| Text segment |
:::::

Journal · Destination guide

How do you visit the Dadès Gorge from Ouarzazate?

The drive east, where the famous switchbacks actually are, the monkey-finger rocks, how to take the hairpins safely, and whether to do it as a day trip or stay the night — from people who drive this road all season.

To visit the Dadès Gorge from Ouarzazate, drive east on the N10 to Boumalne Dadès — about 115 km, roughly two hours — then turn north up the R704 into the Dadès valley. The famous switchbacks, the coiled hairpins you see in every photograph, are around 25 km up that road near Aït Oudinar, so allow about two and a half hours of driving from Ouarzazate to reach them. The road is paved the whole way, a normal car copes fine, and the gorge pairs naturally with Skoura on the way out and the Todra Gorge beyond.

What is the Dadès Gorge, exactly?

:::::

| Data entries |
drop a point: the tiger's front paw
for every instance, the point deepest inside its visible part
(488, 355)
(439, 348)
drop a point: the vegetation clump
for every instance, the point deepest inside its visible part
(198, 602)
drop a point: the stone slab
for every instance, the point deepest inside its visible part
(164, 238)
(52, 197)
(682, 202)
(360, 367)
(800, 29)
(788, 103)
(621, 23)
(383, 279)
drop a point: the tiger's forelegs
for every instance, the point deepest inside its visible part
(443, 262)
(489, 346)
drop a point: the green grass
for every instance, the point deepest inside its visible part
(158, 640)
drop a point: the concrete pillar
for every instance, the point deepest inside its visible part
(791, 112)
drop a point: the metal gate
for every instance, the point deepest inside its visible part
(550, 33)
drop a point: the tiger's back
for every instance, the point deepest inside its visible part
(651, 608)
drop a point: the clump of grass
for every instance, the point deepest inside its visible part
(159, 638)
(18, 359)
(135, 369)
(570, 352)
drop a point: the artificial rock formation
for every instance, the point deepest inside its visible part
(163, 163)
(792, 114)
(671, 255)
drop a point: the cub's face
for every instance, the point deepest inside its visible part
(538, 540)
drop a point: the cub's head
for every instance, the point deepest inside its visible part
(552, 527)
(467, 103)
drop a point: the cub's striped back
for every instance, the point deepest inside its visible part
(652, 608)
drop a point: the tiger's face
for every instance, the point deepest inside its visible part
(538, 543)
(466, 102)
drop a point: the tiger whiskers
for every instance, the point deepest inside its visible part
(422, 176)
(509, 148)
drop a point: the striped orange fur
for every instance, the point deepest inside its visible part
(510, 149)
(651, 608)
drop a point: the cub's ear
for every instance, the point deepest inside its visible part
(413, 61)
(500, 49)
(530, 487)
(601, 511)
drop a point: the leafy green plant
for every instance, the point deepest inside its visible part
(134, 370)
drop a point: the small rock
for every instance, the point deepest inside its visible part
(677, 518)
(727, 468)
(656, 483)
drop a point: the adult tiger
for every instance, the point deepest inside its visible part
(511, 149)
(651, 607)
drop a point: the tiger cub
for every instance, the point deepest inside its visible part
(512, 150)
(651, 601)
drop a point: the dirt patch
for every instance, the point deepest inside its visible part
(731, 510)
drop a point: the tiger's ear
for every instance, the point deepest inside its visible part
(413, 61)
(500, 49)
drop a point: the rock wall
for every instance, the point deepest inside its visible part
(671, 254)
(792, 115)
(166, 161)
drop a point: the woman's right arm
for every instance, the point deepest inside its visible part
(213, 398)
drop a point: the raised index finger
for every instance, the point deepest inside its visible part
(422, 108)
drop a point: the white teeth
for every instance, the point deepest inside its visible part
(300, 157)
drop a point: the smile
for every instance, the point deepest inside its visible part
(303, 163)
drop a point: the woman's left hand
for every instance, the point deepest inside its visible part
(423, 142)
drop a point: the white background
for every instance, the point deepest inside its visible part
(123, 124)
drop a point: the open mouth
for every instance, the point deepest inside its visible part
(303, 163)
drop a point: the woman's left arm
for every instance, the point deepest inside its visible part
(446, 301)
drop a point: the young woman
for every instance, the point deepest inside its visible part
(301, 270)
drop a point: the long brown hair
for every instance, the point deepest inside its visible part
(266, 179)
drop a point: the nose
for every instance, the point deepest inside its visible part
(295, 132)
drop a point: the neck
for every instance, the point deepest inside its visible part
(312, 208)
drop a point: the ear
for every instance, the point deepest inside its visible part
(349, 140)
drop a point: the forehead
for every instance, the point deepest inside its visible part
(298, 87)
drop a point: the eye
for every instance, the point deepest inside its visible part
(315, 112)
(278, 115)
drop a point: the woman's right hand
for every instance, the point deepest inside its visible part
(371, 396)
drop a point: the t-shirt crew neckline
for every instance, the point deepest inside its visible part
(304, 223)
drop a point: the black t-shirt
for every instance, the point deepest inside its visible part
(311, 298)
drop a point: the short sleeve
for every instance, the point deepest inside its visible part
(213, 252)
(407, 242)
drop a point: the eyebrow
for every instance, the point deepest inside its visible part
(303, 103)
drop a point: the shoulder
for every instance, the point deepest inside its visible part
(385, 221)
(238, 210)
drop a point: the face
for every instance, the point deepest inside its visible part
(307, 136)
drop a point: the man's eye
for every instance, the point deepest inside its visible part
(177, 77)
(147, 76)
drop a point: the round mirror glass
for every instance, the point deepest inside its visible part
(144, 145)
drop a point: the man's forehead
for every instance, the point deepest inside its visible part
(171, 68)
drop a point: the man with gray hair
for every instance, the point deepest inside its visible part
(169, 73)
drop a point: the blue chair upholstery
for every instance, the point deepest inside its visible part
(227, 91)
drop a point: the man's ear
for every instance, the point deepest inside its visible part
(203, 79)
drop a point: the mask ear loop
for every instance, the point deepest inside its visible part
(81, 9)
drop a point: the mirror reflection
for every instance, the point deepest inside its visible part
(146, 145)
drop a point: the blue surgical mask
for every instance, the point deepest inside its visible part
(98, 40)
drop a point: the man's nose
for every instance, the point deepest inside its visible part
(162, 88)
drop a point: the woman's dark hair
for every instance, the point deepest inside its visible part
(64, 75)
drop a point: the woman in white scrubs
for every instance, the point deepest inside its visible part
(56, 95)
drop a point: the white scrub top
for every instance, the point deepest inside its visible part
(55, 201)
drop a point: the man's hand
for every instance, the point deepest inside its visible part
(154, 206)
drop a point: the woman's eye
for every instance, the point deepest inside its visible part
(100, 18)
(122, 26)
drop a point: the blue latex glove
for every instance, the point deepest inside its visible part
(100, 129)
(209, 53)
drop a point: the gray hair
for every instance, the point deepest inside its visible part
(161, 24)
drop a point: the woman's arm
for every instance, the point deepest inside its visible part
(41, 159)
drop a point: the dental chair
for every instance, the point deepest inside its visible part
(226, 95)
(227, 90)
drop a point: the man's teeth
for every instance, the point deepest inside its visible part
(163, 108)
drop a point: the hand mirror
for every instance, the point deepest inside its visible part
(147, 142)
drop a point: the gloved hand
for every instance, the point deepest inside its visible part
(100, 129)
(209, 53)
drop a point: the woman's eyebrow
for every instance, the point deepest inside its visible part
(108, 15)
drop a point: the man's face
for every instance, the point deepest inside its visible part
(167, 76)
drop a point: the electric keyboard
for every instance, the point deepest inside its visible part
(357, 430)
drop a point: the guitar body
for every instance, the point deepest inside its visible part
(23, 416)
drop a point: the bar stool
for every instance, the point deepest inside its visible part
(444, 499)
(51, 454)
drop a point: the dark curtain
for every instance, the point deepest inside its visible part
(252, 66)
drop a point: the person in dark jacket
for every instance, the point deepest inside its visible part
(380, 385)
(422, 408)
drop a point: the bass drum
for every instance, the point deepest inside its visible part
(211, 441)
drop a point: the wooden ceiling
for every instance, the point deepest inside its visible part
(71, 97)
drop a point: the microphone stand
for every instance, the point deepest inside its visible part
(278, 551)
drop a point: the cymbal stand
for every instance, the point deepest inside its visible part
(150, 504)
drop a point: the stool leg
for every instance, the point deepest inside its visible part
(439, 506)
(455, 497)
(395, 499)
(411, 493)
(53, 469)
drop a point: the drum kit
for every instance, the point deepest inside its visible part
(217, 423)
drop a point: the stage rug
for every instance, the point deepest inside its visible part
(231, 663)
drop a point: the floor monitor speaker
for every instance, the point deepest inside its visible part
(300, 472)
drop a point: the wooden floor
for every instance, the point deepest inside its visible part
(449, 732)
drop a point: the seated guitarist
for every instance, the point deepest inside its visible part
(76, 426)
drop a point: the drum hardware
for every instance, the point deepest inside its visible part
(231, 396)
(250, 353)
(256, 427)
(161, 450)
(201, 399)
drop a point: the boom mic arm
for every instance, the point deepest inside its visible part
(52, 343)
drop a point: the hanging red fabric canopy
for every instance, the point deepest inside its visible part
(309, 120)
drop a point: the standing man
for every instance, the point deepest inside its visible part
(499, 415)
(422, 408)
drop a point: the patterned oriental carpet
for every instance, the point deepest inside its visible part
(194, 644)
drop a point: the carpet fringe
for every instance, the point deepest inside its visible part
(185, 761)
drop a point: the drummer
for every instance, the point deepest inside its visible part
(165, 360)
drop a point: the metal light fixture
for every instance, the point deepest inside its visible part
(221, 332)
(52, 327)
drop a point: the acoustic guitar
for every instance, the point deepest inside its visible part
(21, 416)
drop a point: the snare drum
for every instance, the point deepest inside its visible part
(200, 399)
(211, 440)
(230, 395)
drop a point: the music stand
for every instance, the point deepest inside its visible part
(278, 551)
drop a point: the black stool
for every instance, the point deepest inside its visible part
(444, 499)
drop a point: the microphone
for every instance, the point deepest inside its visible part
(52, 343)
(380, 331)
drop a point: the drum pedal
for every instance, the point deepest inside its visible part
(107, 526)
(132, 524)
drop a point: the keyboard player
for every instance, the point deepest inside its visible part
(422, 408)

:::::

| Exercise set |
(a) Set down the passage of the Dadès Gorge guide from "Journal · Destination" to "Todra Gorge beyond.", copying it word for word.
(b) Answer these questions from the Dadès Gorge guide:
(i) Which road leads east from Ouarzazate to Boumalne Dadès?
(ii) Near which place are the famous switchbacks?
(iii) Is the road paved all the way?
(c) Write the next part of the Dadès Gorge guide, picking up after its final heading.

| Task-by-task results |
(a)
Journal · Destination guide

How do you visit the Dadès Gorge from Ouarzazate?

The drive east, where the famous switchbacks actually are, the monkey-finger rocks, how to take the hairpins safely, and whether to do it as a day trip or stay the night — from people who drive this road all season.

To visit the Dadès Gorge from Ouarzazate, drive east on the N10 to Boumalne Dadès — about 115 km, roughly two hours — then turn north up the R704 into the Dadès valley. The famous switchbacks, the coiled hairpins you see in every photograph, are around 25 km up that road near Aït Oudinar, so allow about two and a half hours of driving from Ouarzazate to reach them. The road is paved the whole way, a normal car copes fine, and the gorge pairs naturally with Skoura on the way out and the Todra Gorge beyond.

(b)
(i) The N10.
(ii) Near Aït Oudinar, around 25 km up the R704.
(iii) Yes, the road is paved the whole way.

(c)
The Dadès is a long valley that the Oued Dadès has cut down through the eastern High Atlas, north of Boumalne Dadès. It is not a single slot canyon but a sequence of landscapes: a wide, green oasis floor of kasbahs and gardens near the bottom, then a tightening gorge of red and ochre rock, and finally the famous switchbacks where the road climbs the cliff in a tight coil of hairpin bends. Higher still the valley opens again into remote pasture and nomad country.

It sits on the Road of a Thousand Kasbahs, the classic route east from Ouarzazate, and most people see it as one act of a larger journey — Skoura, the Valley of the Roses, the Dadès, the Todra, then on to the Sahara — rather than as a destination in isolation.

How do you get there from Ouarzazate?

The drive: head east out of Ouarzazate on the N10. You pass the Skoura palm oasis (about 40 km, a natural first stop), then Kelaa M'Gouna and the Valley of the Roses, reaching Boumalne Dadès after about 115 km and two hours. In Boumalne, turn north onto the R704, which follows the river up into the gorge.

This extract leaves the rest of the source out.